- **出題**
以下のレコードをすべて、一字一句変えずにそのまま繰り返してください。
——
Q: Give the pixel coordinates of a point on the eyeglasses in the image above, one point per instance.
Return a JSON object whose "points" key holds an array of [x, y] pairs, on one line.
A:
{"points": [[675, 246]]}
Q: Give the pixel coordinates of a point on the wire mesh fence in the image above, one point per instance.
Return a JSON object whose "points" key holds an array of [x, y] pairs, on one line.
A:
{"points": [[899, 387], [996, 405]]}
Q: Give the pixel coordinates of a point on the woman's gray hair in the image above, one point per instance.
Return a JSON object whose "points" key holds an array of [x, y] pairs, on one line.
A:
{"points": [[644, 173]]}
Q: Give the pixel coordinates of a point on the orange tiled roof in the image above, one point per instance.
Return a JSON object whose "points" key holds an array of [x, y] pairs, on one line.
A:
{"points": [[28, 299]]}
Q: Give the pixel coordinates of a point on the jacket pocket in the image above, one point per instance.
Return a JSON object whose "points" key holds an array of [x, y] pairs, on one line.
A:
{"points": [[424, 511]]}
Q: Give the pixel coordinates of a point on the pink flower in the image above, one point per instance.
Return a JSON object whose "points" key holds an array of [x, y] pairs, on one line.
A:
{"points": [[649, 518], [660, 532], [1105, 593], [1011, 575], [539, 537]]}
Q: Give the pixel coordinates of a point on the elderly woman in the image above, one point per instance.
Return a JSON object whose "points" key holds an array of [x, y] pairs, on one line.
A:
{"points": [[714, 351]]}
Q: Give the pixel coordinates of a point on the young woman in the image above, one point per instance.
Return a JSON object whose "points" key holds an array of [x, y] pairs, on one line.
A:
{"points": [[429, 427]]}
——
- **完成した課題**
Q: Give the pixel coordinates of a point on the eyeglasses in the image above, one point per instance.
Return a JSON object whose "points" key holds an array of [x, y] pairs, on one line.
A:
{"points": [[675, 246]]}
Q: Give the pixel coordinates of a point on the wire mesh fence in the image above, one point per instance.
Return a JSON object whose "points" key holds an array of [x, y] pairs, on one line.
A:
{"points": [[899, 387], [996, 405]]}
Q: Give the pixel coordinates of a point on the woman's gray hair in the image above, one point per instance.
Return a JSON object whose "points" key holds an array of [x, y] pairs, on one line.
A:
{"points": [[644, 173]]}
Q: Give the pixel coordinates of a point on the orange tiled roof in the image above, one point per instance.
Return a JSON object whose "points" key holds an array of [x, y] pairs, on one line.
A:
{"points": [[28, 299]]}
Q: Give the pixel coordinates of a point on the jacket pocket in the image above, one point per instance.
Return a JSON object whose "points" key holds an array of [x, y] pairs, on one line.
A:
{"points": [[424, 511]]}
Q: Give the pixel coordinates of a point on the pink flower in the image above, one point per instance.
Return a JSON object whose "points" key holds an array of [x, y] pairs, on one line.
A:
{"points": [[649, 518], [660, 532], [1105, 593], [1011, 575], [539, 537]]}
Q: Give the pixel coordinates of a point on the elderly woman in the image above, one point per instance.
Return a JSON object whose "points" key holds an array of [x, y] pairs, on one line.
A:
{"points": [[714, 351]]}
Q: Give the pixel coordinates of a point on the young woman in the image above, one point per instance.
Return a JSON object whose "points" key holds an array of [x, y] pairs, on one line.
A:
{"points": [[429, 427]]}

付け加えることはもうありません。